Data for this exercise
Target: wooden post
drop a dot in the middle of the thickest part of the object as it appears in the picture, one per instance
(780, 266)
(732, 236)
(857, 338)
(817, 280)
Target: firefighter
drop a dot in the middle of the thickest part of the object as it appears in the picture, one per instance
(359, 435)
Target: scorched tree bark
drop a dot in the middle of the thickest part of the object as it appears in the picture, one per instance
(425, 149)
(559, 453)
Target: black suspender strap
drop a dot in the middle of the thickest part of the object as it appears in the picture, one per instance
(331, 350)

==

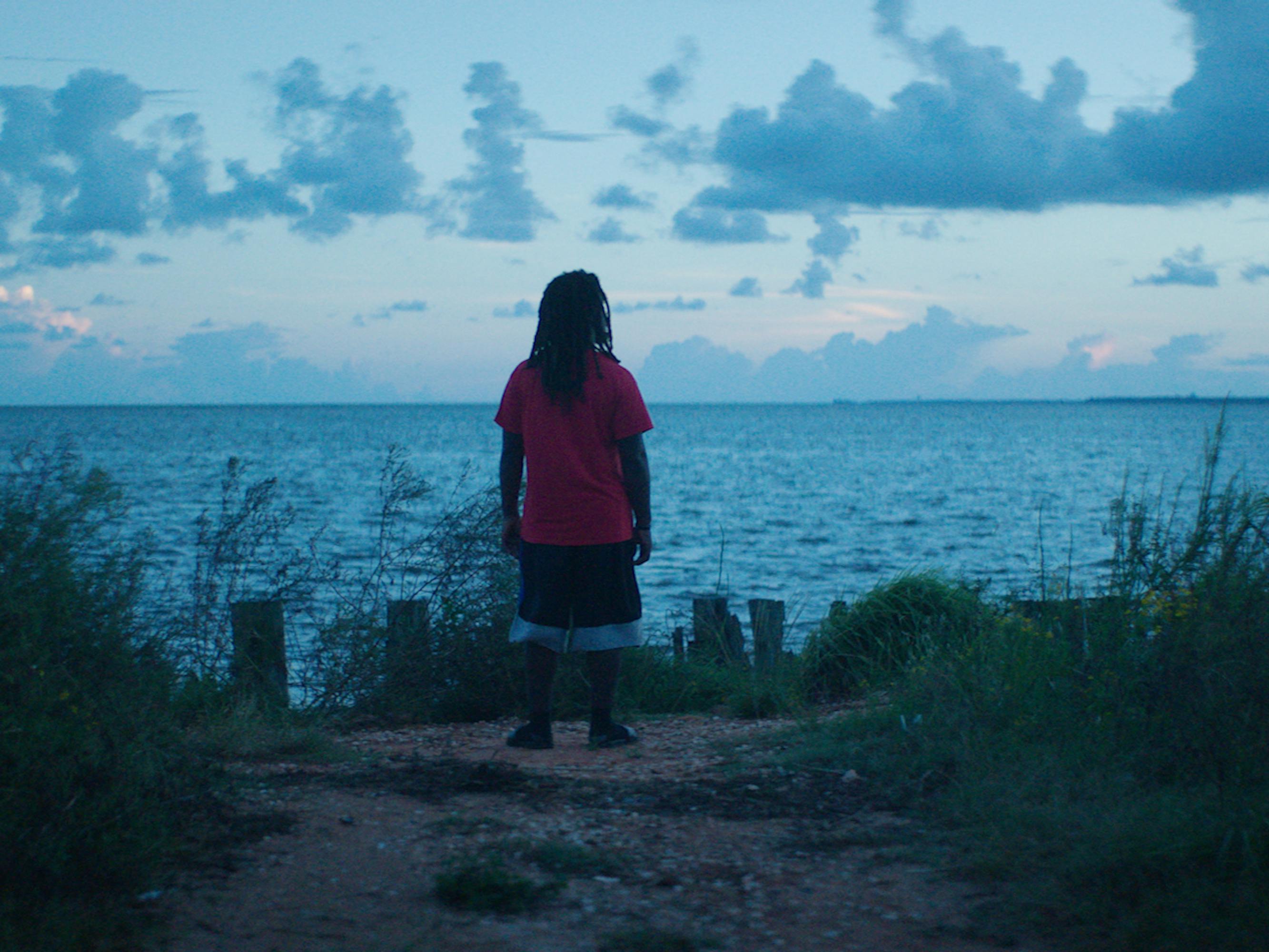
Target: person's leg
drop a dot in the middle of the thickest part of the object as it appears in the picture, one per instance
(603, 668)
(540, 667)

Goal
Select and copy every line of the records that contains the word "Target", and treat case as significant.

Problem solution
Target: wooden post
Target: firefighter
Target: scorched tree bark
Target: black suspender strap
Target: person's leg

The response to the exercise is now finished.